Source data

-------------------------

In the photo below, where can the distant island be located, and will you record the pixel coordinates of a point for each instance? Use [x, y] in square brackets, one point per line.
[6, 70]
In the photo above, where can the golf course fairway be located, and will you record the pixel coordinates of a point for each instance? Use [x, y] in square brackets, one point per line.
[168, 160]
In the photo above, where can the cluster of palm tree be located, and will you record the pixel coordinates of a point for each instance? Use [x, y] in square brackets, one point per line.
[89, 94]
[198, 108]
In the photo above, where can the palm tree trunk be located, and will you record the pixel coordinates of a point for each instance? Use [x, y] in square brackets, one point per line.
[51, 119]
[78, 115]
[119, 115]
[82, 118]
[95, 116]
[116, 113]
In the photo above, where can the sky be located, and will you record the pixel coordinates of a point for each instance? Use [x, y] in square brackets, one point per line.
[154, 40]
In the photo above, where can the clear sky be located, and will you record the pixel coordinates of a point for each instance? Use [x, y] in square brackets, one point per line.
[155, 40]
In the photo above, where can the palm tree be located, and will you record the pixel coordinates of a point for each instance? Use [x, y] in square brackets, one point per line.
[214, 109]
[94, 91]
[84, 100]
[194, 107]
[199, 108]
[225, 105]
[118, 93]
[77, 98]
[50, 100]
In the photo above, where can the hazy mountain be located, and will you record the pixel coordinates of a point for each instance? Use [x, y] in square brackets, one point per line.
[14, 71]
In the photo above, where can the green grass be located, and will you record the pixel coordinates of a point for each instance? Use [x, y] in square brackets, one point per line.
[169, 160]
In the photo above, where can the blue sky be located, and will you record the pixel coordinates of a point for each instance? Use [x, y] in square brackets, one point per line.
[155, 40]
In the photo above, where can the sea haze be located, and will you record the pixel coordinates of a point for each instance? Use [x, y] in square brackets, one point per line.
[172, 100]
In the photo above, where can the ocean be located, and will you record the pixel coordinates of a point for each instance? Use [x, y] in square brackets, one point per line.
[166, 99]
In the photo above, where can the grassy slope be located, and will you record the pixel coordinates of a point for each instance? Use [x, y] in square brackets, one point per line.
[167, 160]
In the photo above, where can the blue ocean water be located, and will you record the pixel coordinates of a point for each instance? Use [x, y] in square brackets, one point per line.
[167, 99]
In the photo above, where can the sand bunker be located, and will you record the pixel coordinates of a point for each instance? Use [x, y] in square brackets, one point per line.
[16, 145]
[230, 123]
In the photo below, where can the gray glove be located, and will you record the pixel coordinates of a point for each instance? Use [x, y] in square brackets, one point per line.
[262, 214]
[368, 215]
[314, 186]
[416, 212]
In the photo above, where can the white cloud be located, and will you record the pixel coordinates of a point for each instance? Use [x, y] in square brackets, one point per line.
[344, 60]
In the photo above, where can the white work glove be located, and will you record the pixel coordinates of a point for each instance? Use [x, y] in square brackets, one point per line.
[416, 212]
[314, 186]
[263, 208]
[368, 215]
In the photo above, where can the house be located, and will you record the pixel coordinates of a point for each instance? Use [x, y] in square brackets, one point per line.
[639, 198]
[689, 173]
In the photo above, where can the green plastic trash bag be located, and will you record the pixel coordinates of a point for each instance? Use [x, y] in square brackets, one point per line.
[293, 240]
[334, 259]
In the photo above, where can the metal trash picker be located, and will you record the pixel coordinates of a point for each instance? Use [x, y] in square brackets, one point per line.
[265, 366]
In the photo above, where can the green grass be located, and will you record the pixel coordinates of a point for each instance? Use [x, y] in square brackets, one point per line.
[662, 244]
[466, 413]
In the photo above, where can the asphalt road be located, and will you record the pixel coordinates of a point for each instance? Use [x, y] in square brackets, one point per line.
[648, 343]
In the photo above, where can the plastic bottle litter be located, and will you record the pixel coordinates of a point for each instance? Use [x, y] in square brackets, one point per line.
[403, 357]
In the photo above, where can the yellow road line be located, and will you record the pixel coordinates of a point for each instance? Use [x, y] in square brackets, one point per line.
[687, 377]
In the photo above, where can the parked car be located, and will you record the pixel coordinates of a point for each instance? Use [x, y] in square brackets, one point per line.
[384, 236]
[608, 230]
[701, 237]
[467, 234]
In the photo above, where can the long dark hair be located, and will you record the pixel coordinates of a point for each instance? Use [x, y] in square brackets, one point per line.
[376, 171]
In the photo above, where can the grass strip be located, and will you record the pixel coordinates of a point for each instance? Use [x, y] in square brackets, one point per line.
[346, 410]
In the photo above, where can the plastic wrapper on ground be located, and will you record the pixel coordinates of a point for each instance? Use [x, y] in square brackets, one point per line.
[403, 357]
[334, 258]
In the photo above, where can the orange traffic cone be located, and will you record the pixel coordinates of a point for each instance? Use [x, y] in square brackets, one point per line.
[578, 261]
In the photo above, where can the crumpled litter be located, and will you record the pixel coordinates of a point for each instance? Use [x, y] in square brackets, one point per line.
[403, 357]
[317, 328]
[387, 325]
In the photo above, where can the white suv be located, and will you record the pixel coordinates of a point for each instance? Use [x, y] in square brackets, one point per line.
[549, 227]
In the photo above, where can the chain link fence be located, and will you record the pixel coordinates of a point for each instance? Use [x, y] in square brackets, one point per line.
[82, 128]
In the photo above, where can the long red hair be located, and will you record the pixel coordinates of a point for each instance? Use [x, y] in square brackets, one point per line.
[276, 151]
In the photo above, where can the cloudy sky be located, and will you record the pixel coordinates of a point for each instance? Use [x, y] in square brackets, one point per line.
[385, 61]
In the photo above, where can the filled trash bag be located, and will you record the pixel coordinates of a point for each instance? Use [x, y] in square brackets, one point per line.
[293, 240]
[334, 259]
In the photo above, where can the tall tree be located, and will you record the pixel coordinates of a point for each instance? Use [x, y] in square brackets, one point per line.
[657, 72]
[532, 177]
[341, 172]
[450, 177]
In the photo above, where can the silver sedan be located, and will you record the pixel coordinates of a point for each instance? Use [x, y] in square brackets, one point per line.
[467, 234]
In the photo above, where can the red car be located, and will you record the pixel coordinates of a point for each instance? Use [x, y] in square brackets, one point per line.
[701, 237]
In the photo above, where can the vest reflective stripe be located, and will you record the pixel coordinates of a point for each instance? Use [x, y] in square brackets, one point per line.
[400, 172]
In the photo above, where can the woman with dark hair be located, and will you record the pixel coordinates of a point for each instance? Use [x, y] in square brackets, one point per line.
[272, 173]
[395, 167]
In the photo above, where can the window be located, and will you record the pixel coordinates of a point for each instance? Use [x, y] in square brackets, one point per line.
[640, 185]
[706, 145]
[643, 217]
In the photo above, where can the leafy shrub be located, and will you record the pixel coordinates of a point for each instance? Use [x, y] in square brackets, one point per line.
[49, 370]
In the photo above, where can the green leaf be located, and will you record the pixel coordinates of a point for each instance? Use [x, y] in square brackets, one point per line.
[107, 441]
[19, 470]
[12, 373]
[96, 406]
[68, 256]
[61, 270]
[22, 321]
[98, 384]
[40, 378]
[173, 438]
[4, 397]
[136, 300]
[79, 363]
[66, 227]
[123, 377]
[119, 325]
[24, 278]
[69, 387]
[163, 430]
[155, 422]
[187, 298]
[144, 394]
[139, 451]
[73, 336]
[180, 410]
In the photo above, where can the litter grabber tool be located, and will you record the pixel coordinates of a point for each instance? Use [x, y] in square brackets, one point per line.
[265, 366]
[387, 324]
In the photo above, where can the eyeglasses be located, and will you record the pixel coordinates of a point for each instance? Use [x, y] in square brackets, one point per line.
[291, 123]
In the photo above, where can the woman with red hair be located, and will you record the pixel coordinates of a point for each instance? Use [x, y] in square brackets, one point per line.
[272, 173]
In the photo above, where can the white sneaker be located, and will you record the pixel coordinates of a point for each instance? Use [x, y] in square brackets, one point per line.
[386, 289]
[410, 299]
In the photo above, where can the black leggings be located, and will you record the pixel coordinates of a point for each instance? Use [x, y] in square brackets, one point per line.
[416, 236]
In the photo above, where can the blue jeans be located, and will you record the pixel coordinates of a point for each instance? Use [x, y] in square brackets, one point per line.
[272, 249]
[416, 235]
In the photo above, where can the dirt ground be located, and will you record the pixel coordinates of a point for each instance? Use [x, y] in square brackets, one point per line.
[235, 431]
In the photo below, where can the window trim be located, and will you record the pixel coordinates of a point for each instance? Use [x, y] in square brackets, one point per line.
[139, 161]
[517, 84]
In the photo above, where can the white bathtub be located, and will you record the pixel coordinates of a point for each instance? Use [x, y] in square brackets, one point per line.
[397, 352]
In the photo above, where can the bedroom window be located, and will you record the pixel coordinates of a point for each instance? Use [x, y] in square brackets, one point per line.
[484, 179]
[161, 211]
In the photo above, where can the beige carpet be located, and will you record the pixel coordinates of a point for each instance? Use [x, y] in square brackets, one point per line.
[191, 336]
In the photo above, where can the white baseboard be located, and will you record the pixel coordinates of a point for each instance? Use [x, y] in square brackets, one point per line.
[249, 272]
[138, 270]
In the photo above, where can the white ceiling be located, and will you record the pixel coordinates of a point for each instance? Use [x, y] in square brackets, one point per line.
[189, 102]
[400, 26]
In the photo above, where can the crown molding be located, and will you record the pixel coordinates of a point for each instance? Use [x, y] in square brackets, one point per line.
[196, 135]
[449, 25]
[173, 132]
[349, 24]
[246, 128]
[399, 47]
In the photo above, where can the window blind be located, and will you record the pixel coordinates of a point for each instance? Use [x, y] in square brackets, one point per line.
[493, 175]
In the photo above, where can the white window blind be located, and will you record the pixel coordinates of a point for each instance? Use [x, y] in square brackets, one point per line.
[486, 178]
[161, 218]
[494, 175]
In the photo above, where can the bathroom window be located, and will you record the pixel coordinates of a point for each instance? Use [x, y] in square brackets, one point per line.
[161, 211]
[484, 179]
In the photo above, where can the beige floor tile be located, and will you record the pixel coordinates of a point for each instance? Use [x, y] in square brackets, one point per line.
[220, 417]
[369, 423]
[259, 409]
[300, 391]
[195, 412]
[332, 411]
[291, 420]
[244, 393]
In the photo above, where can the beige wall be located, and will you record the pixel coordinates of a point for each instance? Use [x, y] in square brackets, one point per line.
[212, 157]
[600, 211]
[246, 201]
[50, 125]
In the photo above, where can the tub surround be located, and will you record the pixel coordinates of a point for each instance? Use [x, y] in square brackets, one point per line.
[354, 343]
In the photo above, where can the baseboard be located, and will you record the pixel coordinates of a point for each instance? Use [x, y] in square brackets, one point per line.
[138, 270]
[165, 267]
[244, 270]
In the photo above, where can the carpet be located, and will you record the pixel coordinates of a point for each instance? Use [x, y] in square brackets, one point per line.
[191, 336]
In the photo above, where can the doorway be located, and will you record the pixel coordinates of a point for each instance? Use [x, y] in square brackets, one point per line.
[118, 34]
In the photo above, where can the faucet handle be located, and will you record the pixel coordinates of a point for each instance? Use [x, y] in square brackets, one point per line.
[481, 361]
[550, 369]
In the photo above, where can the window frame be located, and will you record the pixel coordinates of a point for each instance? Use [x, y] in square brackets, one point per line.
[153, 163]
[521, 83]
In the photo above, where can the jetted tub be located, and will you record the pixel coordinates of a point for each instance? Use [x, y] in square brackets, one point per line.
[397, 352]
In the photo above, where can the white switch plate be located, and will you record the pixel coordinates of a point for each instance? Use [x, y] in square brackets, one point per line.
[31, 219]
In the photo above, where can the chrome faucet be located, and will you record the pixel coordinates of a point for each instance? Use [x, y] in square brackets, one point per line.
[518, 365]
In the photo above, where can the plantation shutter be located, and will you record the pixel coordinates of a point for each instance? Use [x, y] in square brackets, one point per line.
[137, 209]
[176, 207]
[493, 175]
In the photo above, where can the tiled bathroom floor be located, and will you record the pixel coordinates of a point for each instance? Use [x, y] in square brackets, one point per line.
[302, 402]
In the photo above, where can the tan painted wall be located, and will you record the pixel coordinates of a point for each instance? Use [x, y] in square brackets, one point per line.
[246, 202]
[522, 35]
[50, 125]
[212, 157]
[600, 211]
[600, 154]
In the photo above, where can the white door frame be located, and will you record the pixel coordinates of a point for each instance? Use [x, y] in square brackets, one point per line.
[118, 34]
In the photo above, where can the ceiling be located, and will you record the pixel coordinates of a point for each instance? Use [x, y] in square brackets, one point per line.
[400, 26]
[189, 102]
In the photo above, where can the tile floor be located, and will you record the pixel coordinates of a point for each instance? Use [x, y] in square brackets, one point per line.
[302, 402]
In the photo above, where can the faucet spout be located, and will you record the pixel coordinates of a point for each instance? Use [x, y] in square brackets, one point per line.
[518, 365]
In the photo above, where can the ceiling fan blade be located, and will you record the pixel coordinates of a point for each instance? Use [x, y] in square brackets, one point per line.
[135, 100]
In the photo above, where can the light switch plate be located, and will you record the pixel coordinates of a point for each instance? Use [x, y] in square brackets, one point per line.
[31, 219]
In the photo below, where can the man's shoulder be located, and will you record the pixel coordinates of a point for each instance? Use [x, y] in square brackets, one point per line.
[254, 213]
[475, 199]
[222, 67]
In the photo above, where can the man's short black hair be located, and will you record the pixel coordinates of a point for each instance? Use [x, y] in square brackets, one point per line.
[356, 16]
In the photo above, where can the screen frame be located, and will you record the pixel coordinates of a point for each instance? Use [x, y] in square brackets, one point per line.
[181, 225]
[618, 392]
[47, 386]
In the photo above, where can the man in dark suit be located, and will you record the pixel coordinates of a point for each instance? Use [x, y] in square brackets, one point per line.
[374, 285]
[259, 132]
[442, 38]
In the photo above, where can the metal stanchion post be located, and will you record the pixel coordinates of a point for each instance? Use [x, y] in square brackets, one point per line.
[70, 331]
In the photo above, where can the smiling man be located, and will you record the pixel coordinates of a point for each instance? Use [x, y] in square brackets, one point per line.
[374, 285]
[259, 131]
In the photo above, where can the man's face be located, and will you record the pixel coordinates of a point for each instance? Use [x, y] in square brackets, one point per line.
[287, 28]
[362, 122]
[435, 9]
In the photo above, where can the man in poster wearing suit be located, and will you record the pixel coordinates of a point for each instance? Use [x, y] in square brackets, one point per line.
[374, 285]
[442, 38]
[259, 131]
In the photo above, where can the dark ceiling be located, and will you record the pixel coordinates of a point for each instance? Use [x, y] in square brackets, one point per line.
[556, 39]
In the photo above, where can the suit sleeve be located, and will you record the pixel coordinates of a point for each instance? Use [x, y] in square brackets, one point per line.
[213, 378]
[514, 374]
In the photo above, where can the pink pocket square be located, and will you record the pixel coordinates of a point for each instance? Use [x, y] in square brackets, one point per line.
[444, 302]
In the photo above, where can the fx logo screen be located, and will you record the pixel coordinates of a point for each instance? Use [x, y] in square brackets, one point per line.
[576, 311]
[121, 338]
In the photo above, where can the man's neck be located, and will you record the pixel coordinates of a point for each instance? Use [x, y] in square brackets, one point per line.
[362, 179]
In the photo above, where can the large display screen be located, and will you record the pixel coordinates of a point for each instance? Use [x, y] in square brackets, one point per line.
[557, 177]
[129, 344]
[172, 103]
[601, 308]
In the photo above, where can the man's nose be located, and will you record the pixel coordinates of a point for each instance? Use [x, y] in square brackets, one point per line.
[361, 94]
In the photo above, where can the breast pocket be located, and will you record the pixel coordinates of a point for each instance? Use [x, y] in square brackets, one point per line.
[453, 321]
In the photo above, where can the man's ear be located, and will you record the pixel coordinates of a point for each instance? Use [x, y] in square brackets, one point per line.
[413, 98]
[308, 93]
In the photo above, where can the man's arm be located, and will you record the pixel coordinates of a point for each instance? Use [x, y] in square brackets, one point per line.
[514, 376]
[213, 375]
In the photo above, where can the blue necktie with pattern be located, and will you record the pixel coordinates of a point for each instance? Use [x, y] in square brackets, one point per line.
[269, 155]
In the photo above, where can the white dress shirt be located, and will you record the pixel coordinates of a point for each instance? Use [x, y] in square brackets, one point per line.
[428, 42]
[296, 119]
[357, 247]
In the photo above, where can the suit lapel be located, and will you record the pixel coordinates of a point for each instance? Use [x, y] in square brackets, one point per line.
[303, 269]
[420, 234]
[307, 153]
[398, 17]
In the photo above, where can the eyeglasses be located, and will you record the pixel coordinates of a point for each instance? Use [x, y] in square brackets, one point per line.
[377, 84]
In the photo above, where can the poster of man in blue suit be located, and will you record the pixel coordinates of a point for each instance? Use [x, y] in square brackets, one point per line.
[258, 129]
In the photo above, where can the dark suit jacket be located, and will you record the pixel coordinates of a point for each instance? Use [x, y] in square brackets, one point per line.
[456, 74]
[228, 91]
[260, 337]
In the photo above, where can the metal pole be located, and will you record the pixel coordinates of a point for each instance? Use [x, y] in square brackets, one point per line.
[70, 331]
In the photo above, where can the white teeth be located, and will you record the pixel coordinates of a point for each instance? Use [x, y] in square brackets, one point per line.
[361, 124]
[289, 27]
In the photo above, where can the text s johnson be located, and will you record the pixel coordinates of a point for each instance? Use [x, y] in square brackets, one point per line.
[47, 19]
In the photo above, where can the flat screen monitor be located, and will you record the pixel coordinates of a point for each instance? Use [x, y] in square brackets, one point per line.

-------------------------

• _Brief_: Your task is to transcribe the line containing "In the photo above, where can the white dress" and every line after it, through the last line of the data, exactly as written and with nothing more.

• _Worked answer_:
In the photo above, where can the white dress shirt be located, and will you record the pixel coordinates of a point for each instance? Use [x, y] in square brackets, one point per line.
[428, 42]
[296, 119]
[357, 247]
In the photo above, where can the suit lapel be located, and will you record the pixel coordinates of a point for each instance? Use [x, y] in square brackets, one point per line.
[303, 269]
[420, 234]
[307, 153]
[398, 17]
In the photo above, where can the eyeglasses be located, and will you record the pixel coordinates of a point for each instance? Use [x, y] in square brackets, one point per line.
[377, 84]
In the photo above, where can the poster of man in blue suit be located, and will you record the pixel coordinates of a point for each instance? Use [x, y] in square brackets, one point per line.
[258, 129]
In the photo above, where can the dark suit jacket be located, and will you record the pixel coordinates of a point for each instance? Use [x, y] in square brackets, one point per line.
[456, 74]
[228, 91]
[260, 337]
In the photo above, where can the metal pole be located, and will you record the pixel coordinates of a point for each instance? Use [x, y] in square brackets, one point per line.
[70, 331]
In the photo above, where can the white teeth be located, and will you record the pixel coordinates of a point for each instance? Use [x, y] in square brackets, one point per line.
[361, 124]
[289, 27]
In the photo above, where can the text s johnson be located, and will you record the pixel coordinates of a point for each instance? Use [x, y] in square brackets, one point per line.
[47, 19]
In the photo above, where can the flat screen monitor be located, and will you record the pixel coordinates of a point for each instance? Use [x, y] in square brackets, one point per line.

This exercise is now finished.